Mom sent this to me as a Fwd. and granted I hate them most times. This one was rather funny 

Once again, The Washington Post has published the winning submissions to its yearly contest, in which readers are asked to supply alternate meanings for 
common words. And the winners are . . . 
1. Coffee (n.), the person upon whom one coughs. 
2. Flabbergasted (adj.), appalled over how much weight you have gained. 
3. Abdicate (v.), to give up all hope of ever having a flat stomach. 
4. Esplanade (v.), to attempt an explanation while drunk. 
5. Willy-nilly (adj.), impotent. 
6. Negligent (adj.), describes a condition in which you absentmindedly 
answer the door in your nightgown. 
7. Lymph (v.), to walk with a lisp. 
8. Gargoyle (n.), olive-flavored mouthwash. 
9. Flatulence (n.) emergency vehicle that picks you up after you are run 
over by a steamroller. 
10. Balderdash (n.), a rapidly receding hairline.

**The tasks**
• a. Answer these from the list of joke definitions:
(i) Which newspaper published the winning submissions?
(ii) What meaning is given for "Esplanade"?
(iii) What meaning is given for "Balderdash"?
• b. Print everything in the list of joke definitions from "2. Flabbergasted (adj.), appalled" down to "(n.), olive-flavored mouthwash.".

(A set of records)
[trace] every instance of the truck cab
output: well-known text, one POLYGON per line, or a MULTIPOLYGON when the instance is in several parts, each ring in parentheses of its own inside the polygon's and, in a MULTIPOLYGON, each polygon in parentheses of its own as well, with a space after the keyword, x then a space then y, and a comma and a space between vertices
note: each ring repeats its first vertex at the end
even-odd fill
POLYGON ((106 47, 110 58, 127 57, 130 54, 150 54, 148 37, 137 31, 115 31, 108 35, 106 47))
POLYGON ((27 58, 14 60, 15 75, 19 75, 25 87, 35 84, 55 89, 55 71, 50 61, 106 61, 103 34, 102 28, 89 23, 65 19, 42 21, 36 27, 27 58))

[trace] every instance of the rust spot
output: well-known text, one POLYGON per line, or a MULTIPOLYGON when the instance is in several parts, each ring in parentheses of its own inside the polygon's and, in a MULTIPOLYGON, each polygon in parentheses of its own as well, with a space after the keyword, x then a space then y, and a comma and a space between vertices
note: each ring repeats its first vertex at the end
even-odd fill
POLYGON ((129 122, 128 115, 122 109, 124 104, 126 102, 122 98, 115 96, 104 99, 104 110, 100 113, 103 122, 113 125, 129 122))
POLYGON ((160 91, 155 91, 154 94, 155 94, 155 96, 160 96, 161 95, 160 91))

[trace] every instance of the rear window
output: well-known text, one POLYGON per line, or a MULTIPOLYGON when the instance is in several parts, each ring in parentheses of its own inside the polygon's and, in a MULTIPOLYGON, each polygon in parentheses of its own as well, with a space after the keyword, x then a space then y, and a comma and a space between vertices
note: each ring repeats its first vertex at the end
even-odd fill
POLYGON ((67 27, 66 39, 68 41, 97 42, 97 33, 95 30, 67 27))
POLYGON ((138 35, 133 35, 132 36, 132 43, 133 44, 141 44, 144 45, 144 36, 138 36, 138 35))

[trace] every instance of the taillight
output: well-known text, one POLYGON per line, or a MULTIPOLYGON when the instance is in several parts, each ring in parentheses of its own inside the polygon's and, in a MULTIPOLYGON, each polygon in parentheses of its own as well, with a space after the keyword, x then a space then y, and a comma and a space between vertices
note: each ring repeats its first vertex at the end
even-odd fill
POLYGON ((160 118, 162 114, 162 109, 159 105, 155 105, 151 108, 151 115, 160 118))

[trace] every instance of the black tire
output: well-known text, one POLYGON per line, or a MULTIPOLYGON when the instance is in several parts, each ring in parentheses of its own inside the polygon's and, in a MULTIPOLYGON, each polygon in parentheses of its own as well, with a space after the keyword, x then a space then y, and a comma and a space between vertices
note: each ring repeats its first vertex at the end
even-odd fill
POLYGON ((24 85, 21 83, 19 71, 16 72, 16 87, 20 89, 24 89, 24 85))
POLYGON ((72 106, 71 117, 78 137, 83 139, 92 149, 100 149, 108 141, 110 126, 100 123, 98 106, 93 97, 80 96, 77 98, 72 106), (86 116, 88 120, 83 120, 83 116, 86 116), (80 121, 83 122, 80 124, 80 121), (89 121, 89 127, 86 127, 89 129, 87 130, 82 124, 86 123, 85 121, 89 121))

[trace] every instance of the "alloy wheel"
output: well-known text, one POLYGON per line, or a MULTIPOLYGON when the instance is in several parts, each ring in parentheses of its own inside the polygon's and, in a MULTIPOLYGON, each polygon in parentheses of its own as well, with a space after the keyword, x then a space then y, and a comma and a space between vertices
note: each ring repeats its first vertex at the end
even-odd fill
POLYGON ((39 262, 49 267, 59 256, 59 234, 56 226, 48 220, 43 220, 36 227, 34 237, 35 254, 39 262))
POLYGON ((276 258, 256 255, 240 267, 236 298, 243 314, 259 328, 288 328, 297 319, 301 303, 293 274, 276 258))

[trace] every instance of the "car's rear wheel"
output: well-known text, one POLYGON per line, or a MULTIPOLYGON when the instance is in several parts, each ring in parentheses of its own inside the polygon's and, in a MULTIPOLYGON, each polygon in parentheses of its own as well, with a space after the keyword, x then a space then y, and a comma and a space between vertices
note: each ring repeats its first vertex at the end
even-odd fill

**Results for each task**
• a.
(i) The Washington Post
(ii) To attempt an explanation while drunk
(iii) A rapidly receding hairline

• b.
2. Flabbergasted (adj.), appalled over how much weight you have gained. 
3. Abdicate (v.), to give up all hope of ever having a flat stomach. 
4. Esplanade (v.), to attempt an explanation while drunk. 
5. Willy-nilly (adj.), impotent. 
6. Negligent (adj.), describes a condition in which you absentmindedly 
answer the door in your nightgown. 
7. Lymph (v.), to walk with a lisp. 
8. Gargoyle (n.), olive-flavored mouthwash.